Material to process:
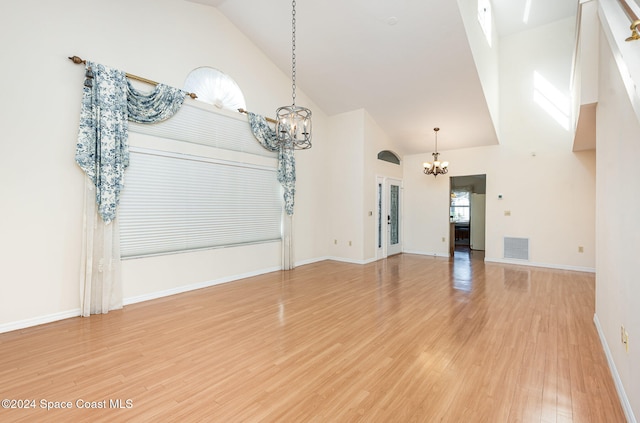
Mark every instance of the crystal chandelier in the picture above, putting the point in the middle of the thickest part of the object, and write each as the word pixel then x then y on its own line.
pixel 436 167
pixel 293 126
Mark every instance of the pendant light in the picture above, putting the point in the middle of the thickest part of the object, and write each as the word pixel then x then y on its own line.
pixel 293 126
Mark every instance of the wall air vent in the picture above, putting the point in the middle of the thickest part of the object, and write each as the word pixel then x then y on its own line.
pixel 516 248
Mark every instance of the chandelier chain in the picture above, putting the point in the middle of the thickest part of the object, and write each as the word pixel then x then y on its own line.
pixel 293 51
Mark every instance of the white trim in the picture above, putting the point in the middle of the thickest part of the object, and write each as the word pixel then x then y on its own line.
pixel 547 265
pixel 41 320
pixel 193 287
pixel 426 253
pixel 624 400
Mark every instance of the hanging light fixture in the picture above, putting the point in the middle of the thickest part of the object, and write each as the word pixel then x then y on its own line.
pixel 436 167
pixel 293 127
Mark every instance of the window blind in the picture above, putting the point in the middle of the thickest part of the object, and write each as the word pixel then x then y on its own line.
pixel 175 202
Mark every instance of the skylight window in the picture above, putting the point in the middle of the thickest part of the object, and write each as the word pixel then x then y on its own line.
pixel 484 17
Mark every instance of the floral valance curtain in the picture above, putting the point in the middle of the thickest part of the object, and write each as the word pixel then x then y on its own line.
pixel 286 159
pixel 108 102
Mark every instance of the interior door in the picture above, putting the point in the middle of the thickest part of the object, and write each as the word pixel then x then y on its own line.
pixel 393 191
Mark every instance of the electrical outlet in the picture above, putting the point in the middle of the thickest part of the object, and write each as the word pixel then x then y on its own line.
pixel 626 341
pixel 624 338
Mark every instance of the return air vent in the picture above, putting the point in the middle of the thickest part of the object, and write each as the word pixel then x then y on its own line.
pixel 517 248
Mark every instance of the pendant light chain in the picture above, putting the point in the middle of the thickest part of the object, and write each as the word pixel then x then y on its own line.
pixel 293 126
pixel 293 51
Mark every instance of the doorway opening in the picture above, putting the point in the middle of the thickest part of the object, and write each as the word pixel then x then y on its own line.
pixel 467 212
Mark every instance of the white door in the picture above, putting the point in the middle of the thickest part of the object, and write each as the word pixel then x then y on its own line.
pixel 393 194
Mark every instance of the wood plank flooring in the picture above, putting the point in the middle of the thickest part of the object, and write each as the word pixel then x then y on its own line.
pixel 406 339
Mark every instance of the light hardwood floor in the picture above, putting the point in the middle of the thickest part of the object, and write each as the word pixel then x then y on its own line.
pixel 407 339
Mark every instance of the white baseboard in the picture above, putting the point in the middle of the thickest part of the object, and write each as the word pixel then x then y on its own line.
pixel 425 253
pixel 40 320
pixel 310 261
pixel 193 287
pixel 547 265
pixel 624 400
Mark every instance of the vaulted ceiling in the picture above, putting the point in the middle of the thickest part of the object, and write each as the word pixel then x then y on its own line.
pixel 407 62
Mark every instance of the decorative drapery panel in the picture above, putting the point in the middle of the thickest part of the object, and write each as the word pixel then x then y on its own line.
pixel 160 104
pixel 102 152
pixel 286 159
pixel 108 102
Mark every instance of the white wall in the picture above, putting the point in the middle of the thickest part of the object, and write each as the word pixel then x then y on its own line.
pixel 618 208
pixel 554 209
pixel 548 190
pixel 485 57
pixel 40 220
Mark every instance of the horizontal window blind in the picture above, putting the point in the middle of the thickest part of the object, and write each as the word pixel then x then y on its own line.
pixel 174 202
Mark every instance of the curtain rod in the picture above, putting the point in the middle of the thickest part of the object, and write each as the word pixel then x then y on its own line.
pixel 77 60
pixel 634 20
pixel 267 119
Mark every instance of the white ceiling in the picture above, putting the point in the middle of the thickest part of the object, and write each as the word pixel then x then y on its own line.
pixel 411 75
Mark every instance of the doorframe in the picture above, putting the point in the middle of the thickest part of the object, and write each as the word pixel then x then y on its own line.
pixel 382 210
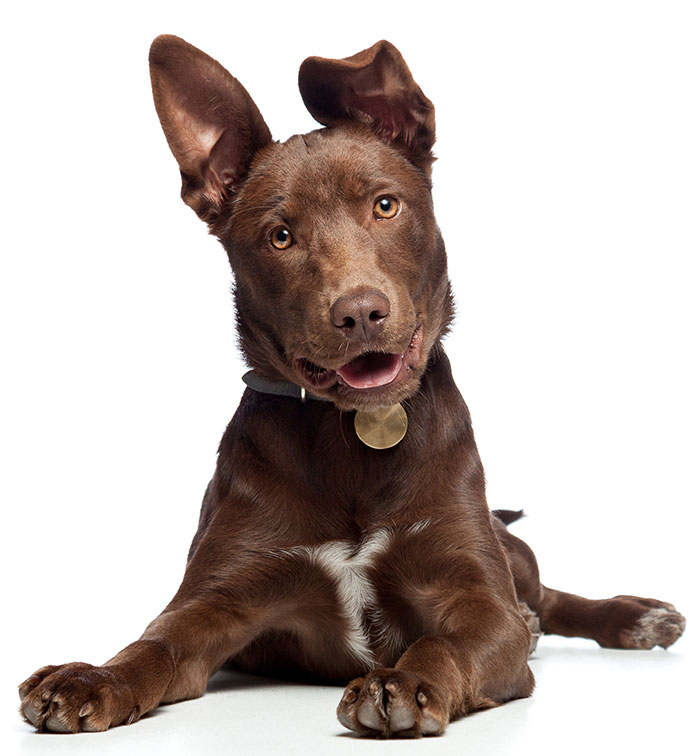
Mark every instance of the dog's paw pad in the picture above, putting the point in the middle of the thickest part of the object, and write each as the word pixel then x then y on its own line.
pixel 75 697
pixel 391 703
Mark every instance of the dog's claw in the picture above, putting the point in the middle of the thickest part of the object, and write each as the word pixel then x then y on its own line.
pixel 392 703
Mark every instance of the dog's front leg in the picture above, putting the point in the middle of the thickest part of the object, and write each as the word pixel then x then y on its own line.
pixel 172 661
pixel 477 659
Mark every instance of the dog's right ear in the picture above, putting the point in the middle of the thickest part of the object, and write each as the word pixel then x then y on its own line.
pixel 211 123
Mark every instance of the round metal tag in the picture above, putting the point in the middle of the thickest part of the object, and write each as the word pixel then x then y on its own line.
pixel 382 428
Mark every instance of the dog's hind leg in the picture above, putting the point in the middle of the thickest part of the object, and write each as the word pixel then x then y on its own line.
pixel 618 622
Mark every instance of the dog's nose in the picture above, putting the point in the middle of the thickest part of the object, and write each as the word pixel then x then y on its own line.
pixel 360 316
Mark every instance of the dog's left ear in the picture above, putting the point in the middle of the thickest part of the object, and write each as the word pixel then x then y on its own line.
pixel 374 87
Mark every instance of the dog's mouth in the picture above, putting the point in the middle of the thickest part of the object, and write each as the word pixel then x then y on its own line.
pixel 367 371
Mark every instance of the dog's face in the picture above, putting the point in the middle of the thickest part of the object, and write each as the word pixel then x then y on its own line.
pixel 341 282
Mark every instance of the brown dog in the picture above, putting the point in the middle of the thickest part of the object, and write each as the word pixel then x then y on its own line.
pixel 345 533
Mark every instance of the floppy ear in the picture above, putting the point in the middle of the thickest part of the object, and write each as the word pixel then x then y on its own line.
pixel 211 123
pixel 374 87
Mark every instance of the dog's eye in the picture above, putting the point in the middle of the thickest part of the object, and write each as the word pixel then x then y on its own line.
pixel 281 238
pixel 386 207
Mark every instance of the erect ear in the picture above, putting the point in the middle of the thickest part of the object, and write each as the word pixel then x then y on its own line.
pixel 211 123
pixel 374 87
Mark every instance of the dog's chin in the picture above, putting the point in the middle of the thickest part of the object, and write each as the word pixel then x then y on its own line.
pixel 370 380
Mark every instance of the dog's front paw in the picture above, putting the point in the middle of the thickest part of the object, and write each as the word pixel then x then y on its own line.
pixel 75 697
pixel 392 703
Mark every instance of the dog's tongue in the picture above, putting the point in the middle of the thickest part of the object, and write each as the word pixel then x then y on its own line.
pixel 371 370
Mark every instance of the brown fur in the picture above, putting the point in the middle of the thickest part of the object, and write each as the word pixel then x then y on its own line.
pixel 455 598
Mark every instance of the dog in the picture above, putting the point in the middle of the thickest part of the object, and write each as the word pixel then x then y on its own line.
pixel 345 535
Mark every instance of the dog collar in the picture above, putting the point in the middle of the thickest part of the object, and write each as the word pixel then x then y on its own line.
pixel 378 429
pixel 278 388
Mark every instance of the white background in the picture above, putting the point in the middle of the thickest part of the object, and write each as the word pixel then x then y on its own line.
pixel 567 189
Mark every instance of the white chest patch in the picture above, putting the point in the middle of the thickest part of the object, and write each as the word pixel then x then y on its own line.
pixel 348 565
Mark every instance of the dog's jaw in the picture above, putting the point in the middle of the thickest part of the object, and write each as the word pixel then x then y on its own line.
pixel 370 379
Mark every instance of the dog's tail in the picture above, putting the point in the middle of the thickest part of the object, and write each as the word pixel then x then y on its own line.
pixel 506 516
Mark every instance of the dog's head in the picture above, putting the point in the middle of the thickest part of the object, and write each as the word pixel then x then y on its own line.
pixel 340 270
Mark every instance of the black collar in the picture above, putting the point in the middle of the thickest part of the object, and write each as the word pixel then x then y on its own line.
pixel 278 388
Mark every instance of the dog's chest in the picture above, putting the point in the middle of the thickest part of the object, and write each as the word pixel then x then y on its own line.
pixel 357 572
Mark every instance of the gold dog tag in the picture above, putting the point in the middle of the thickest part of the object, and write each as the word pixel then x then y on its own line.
pixel 382 428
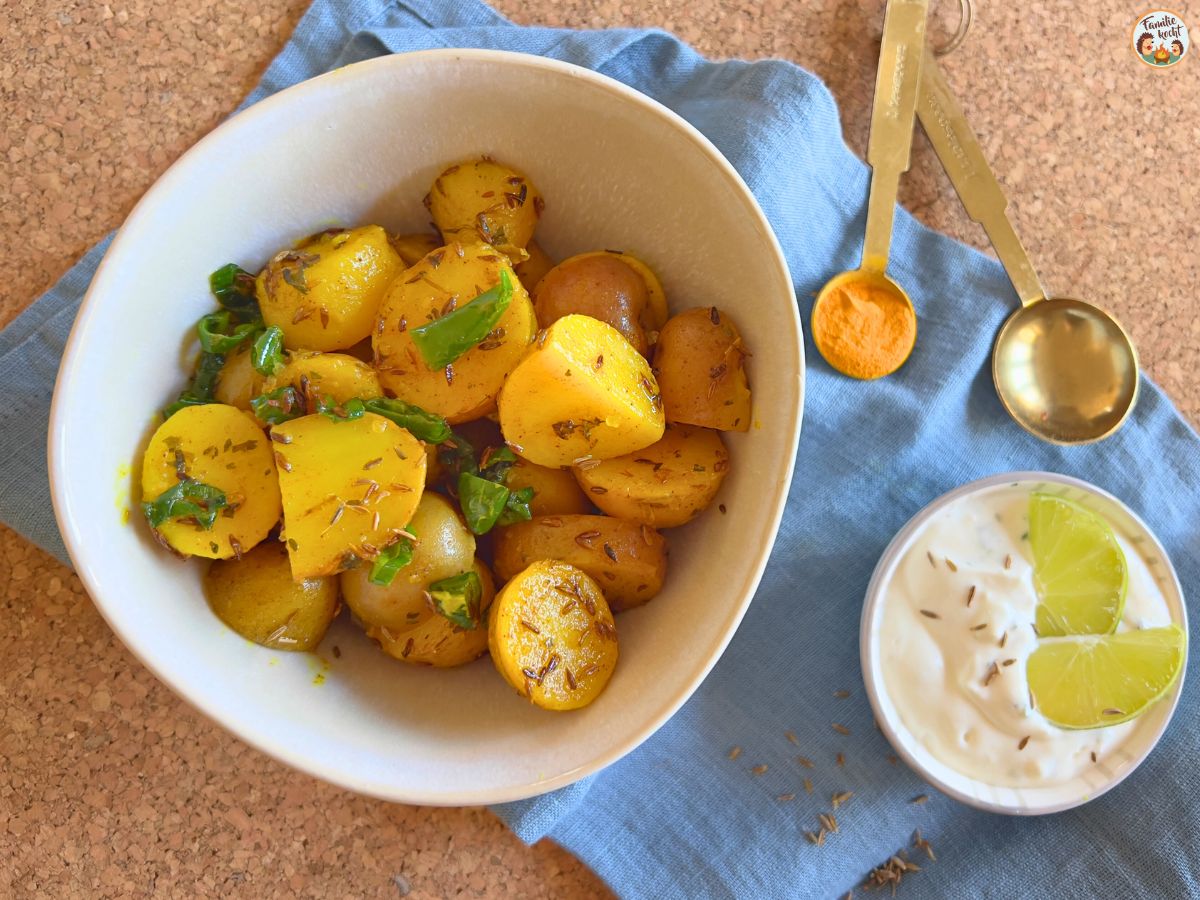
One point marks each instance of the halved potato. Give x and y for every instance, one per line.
x=443, y=281
x=257, y=598
x=629, y=561
x=485, y=201
x=349, y=489
x=663, y=485
x=582, y=391
x=700, y=364
x=325, y=292
x=222, y=447
x=443, y=549
x=436, y=641
x=552, y=636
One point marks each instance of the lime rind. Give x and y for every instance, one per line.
x=1098, y=681
x=1079, y=569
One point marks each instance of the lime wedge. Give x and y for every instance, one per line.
x=1092, y=681
x=1079, y=569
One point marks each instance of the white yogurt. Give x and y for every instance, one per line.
x=935, y=669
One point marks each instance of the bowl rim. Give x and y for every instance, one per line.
x=874, y=678
x=262, y=738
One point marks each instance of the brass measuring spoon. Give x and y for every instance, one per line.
x=1063, y=369
x=887, y=153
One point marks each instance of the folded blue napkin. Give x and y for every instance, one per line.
x=677, y=819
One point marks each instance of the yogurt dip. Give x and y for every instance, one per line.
x=954, y=635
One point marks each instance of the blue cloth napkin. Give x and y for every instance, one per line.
x=677, y=819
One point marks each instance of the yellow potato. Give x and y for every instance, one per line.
x=225, y=448
x=444, y=281
x=552, y=636
x=663, y=485
x=412, y=247
x=436, y=641
x=319, y=376
x=555, y=491
x=443, y=549
x=239, y=381
x=582, y=391
x=628, y=559
x=325, y=292
x=485, y=201
x=349, y=487
x=600, y=286
x=700, y=364
x=532, y=270
x=256, y=597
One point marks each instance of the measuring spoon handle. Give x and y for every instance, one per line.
x=892, y=119
x=959, y=150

Required work: Rewrite the lines of the listing from the one containing "Mark every instance of the dog's chest" through the one containing "pixel 357 572", inclusive, changing "chest" to "torso" and leaving all else untouched.

Task output:
Mark every instance of the dog's torso in the picture above, putting the point in the middle of the thickest part of the object, and write each as the word pixel then x then y on its own line.
pixel 357 572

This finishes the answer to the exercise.